13. I think the last one was Beta 2.

It’s basically in the same situation that V8 is in. It has a feature-complete implementation of all the APIs that come in with ECMAScript 5 and it has not yet implemented strict mode. For all the other browsers - I’m speaking about their development tip because it’s visible; those are open source projects. With IE of course I can only be speaking about the latest things that they’ve made visible. Opera, last I looked, was lagging well behind both on the APIs and on strict mode. As far as I know they have not started on strict mode either. And that’s the roll call of the browsers.

14. Going back to capability based security, would you like to explain to us the basic concepts behind that? Because it’s not a widely known principle.

The basic concept is very simple: the goal is to bring the power of object oriented programming, expressiveness of objects, to the expression of security patterns so that security patterns, arrangements of cooperation among mutually suspicious parties that are normally thought to be hard things to express can become much easier to express by bringing the expressiveness power of object programming. The way we do that is we start by observing that memory safety and encapsulation in object programming are already security primitives in a way. They already provide a form of access control, which is when an object is created its creator has the only reference to it. If some other object does not a reference to that object, it cannot invoke the object. You can only invoke an object you have a reference to, so references provide access.

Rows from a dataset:
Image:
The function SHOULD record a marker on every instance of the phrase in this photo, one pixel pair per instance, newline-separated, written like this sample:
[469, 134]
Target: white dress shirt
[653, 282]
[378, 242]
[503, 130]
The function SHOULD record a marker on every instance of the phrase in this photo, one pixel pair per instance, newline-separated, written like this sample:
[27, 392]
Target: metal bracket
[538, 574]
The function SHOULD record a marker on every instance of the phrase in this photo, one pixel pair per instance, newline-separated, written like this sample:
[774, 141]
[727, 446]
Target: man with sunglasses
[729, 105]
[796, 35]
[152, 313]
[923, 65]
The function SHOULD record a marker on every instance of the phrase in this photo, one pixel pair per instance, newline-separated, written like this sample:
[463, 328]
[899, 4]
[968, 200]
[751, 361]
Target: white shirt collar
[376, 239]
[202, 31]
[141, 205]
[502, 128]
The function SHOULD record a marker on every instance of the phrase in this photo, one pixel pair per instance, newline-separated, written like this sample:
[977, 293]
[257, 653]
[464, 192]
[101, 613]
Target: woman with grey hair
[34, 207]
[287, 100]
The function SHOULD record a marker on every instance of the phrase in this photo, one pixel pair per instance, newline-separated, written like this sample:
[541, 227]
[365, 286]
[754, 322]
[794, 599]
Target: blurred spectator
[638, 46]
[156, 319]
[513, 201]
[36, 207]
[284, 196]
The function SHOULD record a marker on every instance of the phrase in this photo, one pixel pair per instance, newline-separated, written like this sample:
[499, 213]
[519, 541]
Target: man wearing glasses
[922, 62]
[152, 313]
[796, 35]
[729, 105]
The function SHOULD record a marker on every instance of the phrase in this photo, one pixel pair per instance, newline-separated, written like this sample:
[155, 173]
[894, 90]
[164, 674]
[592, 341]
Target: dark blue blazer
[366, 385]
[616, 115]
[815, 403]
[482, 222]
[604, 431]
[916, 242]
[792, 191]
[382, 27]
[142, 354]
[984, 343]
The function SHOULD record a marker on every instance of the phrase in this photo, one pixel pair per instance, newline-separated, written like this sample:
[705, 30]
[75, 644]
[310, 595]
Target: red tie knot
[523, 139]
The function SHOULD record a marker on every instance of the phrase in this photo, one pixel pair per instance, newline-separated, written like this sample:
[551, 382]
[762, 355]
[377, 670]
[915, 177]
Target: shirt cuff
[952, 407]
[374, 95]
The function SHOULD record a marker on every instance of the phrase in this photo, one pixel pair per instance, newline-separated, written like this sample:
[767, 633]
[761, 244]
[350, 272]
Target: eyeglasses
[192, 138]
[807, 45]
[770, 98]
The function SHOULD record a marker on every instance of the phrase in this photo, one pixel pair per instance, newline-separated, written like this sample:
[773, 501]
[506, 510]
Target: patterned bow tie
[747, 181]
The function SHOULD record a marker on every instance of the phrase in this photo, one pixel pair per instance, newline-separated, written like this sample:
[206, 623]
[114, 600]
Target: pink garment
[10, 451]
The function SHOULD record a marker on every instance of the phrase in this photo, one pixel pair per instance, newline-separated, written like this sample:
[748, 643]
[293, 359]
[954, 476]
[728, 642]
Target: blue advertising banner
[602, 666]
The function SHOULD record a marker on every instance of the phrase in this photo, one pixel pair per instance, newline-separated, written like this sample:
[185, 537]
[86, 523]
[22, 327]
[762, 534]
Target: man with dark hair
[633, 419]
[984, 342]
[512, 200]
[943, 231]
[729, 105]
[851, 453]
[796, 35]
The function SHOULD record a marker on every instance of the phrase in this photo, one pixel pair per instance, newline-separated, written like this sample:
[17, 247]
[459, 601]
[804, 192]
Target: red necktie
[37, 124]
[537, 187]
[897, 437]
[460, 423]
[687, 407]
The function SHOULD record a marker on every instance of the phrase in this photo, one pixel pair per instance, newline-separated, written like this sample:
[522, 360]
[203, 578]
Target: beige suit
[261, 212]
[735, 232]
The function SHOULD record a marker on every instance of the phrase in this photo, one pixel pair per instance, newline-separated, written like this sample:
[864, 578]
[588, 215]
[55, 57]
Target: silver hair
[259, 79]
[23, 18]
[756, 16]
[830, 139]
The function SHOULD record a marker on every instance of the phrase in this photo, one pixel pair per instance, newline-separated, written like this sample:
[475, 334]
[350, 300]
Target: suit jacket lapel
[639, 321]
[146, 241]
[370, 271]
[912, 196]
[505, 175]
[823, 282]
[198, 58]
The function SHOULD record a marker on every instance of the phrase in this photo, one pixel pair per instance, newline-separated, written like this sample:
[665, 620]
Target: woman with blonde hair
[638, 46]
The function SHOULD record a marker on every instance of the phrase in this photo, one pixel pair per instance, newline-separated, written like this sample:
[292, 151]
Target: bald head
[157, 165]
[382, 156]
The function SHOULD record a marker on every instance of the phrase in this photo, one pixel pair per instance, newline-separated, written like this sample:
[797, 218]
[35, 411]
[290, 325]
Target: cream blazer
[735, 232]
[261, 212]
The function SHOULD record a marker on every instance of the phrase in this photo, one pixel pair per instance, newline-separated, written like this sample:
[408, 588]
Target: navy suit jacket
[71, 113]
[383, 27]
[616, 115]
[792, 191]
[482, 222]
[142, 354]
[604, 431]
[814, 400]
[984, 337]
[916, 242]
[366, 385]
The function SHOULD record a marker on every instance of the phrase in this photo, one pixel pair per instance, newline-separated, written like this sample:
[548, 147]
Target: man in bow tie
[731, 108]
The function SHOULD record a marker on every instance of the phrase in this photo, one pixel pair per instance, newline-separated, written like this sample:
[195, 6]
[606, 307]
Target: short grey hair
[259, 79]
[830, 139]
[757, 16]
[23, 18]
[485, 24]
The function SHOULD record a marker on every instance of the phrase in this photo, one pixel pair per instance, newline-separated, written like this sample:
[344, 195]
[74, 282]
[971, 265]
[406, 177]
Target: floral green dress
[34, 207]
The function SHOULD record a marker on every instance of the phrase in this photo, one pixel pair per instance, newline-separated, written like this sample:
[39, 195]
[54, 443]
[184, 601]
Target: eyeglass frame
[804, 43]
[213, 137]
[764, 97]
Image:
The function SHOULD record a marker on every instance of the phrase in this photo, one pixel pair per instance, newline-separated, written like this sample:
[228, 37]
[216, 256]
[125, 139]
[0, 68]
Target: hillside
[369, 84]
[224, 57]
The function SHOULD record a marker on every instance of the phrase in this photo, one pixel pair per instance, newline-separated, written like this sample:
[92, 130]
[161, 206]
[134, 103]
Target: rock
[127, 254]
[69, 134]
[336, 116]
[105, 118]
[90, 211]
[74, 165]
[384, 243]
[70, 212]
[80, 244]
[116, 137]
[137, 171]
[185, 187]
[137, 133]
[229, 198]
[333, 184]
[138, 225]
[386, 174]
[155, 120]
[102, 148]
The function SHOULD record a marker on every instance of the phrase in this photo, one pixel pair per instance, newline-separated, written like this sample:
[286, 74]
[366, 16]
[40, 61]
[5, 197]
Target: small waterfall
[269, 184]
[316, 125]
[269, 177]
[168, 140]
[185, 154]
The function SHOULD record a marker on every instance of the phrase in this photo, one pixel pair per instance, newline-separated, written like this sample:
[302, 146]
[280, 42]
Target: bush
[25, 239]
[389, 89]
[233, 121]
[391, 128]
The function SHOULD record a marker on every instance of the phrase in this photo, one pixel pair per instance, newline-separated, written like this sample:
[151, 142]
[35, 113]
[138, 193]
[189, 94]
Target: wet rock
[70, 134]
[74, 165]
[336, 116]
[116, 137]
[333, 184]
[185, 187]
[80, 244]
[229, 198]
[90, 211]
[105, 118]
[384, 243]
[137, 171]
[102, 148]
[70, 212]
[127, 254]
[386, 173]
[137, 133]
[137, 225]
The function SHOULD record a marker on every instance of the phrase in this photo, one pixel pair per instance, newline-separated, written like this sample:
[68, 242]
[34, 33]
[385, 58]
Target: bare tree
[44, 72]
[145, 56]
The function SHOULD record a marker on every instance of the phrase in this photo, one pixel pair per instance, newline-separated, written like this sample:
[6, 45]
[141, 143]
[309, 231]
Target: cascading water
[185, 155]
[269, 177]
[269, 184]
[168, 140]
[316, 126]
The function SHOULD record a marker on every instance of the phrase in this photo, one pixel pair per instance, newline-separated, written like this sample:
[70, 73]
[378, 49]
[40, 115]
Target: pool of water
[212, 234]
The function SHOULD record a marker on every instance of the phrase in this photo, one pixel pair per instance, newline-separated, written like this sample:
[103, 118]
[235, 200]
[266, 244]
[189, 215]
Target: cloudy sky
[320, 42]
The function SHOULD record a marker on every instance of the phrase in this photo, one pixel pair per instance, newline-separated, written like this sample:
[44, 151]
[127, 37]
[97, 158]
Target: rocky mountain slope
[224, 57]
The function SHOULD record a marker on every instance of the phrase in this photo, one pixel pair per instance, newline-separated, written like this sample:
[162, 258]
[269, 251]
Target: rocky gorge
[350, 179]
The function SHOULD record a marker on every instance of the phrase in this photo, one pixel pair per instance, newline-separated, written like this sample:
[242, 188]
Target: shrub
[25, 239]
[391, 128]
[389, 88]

What is asked —
a - Can you copy the stretch of the interview excerpt from "The basic concept is" through "references provide access."?
b - Which lines in the rows contain the string "white"? Collect every one of them, treating case as significant.

Per-task answers —
a -
The basic concept is very simple: the goal is to bring the power of object oriented programming, expressiveness of objects, to the expression of security patterns so that security patterns, arrangements of cooperation among mutually suspicious parties that are normally thought to be hard things to express can become much easier to express by bringing the expressiveness power of object programming. The way we do that is we start by observing that memory safety and encapsulation in object programming are already security primitives in a way. They already provide a form of access control, which is when an object is created its creator has the only reference to it. If some other object does not a reference to that object, it cannot invoke the object. You can only invoke an object you have a reference to, so references provide access.

b -
Target: white dress shirt
Target: white shirt collar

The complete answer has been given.